● **DOCUMENT PASSAGE**:
So I have moved temporarily for the week to the Mariine Maternity Nursing Home outside of Nyeri to work with Josephine Gikunja. I will go back to Samaria next week while Susan attends a training workshop. Susan has enlisted the services of a Medical Officer (Physicians’ Assistant) to work with me and help with translation.

Josephine started Mariine clinic in 1963 and just celebrated her 77th birthday. Marrine means swamp because the location was called a swamp. For all my midwife colleagues, this clinic is like “The Farm” in longevity and success in maternal and infant care. Josephine, like Susan, is a midwife and a family nurse practitioner. As far as I can tell, Mariine clinic never closes. If there is a laboring or postpartum mother, Josephine sleeps on the ward.

● **RECORDS SUPPLIED**:
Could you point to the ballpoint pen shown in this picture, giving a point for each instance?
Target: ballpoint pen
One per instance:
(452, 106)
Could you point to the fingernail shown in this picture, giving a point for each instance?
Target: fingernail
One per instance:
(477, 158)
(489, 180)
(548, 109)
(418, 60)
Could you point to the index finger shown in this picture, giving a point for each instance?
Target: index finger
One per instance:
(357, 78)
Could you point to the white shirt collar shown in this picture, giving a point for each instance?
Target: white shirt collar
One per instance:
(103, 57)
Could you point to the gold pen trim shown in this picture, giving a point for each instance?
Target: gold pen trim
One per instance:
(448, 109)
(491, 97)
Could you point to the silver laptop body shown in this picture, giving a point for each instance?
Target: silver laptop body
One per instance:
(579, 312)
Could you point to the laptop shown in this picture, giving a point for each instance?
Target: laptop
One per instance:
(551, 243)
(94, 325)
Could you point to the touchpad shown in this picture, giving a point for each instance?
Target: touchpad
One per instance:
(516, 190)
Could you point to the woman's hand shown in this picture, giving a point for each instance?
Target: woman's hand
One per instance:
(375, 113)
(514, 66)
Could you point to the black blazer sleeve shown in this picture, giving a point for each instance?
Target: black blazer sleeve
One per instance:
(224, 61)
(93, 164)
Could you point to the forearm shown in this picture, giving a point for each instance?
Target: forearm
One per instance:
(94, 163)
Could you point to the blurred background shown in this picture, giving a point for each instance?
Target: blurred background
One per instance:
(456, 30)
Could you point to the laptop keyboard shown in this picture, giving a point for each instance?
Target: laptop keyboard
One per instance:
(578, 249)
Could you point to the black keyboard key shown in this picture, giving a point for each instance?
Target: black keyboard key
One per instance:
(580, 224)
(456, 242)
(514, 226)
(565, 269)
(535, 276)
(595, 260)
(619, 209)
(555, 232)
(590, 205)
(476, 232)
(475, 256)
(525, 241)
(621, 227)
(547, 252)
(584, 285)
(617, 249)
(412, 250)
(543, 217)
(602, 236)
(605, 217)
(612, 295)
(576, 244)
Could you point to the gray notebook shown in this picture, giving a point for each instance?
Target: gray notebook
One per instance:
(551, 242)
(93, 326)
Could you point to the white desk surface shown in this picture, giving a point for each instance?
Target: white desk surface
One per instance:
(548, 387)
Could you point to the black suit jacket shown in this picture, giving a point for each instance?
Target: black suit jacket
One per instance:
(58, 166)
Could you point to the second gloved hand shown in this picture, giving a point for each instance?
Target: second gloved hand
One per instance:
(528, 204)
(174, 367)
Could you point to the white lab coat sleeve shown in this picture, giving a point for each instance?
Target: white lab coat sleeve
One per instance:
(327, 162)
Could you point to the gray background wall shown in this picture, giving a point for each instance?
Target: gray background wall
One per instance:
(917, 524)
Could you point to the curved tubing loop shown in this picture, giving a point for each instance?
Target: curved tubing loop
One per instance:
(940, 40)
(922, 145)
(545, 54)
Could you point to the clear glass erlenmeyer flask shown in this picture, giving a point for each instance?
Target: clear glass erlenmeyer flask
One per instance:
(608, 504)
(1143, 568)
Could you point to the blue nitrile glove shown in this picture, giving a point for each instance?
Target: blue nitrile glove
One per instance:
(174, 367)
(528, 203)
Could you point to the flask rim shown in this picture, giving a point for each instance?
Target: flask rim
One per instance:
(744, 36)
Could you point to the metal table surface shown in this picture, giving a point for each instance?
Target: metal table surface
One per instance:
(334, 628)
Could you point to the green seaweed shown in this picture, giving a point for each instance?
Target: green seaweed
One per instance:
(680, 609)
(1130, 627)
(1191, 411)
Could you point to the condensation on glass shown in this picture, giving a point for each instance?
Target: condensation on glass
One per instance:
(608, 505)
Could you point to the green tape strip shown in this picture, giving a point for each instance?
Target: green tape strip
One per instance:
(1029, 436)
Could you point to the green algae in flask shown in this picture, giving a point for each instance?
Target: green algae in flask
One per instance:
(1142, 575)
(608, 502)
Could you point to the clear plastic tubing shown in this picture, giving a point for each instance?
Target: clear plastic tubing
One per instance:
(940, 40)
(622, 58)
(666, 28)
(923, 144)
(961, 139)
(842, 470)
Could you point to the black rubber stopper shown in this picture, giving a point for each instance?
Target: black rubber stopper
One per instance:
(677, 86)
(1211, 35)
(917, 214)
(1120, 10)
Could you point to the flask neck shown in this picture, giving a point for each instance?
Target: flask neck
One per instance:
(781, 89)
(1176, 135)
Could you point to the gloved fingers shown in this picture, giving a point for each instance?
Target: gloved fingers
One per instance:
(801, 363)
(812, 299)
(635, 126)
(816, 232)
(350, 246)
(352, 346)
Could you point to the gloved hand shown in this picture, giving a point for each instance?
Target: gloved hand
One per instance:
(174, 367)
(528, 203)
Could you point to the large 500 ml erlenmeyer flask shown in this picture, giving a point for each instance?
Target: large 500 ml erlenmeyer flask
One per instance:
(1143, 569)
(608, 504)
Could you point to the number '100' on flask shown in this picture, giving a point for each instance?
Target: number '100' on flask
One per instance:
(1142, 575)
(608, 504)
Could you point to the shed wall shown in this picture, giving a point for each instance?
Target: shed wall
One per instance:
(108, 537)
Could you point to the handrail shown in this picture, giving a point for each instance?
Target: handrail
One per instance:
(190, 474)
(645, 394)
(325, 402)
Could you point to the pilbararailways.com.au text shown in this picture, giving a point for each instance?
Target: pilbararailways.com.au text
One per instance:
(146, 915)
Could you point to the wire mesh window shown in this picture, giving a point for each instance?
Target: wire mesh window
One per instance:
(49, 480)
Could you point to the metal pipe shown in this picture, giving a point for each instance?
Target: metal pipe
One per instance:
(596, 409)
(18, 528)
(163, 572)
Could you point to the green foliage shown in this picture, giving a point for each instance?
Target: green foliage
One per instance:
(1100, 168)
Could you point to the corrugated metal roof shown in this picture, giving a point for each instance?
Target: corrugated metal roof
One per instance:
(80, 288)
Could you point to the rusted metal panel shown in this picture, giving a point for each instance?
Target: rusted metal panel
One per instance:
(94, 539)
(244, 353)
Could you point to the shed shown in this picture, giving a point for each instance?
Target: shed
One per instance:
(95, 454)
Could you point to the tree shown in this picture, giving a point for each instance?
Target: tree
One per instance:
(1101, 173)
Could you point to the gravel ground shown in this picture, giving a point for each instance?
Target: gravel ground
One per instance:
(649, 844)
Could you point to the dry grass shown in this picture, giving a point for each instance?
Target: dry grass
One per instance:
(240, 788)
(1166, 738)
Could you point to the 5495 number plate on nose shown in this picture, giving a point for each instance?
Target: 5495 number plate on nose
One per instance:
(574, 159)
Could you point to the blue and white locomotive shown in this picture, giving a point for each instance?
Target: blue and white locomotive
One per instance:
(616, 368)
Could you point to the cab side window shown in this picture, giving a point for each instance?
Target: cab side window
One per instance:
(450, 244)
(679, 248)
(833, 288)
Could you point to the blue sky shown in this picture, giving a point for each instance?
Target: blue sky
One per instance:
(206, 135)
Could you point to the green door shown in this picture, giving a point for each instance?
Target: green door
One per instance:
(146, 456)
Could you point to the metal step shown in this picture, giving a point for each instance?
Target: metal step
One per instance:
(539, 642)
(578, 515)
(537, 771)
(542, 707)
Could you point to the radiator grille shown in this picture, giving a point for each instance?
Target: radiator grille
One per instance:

● **EXERCISE DETAILS**: Continue the account of the Mariine Maternity Nursing Home above, starting after its last sentence.

● **ANSWER TO THE EXERCISE**:
Josephine

I am happy to report that a baby was delivered at the very last minute of Thanksgiving Day. No fancy scrubs at Mariine for a delivery. We donned plastic rain ponchos with hoods and long plastic aprons for the event. After a short and uneventful labor, this Gravida 1 mother delivered a baby that tipped the scales at half of what I weighed at birth, small but none the worse for wear. I was sure that with the labor we were in it for the long-haul. I couldn’t see much progress in getting the head out, but Josephine knew almost to the minute of when the baby was coming out. Although I was there for observation and moral support, I was put in charge of Oxytocin and Vitamin K injections and cleaning and swaddling the newborn. I was glad I paid attention to my day in Delivery at Vanderbilt hospital. I will spare the details of the delivery, but you midwives would have been impressed – good looking placenta.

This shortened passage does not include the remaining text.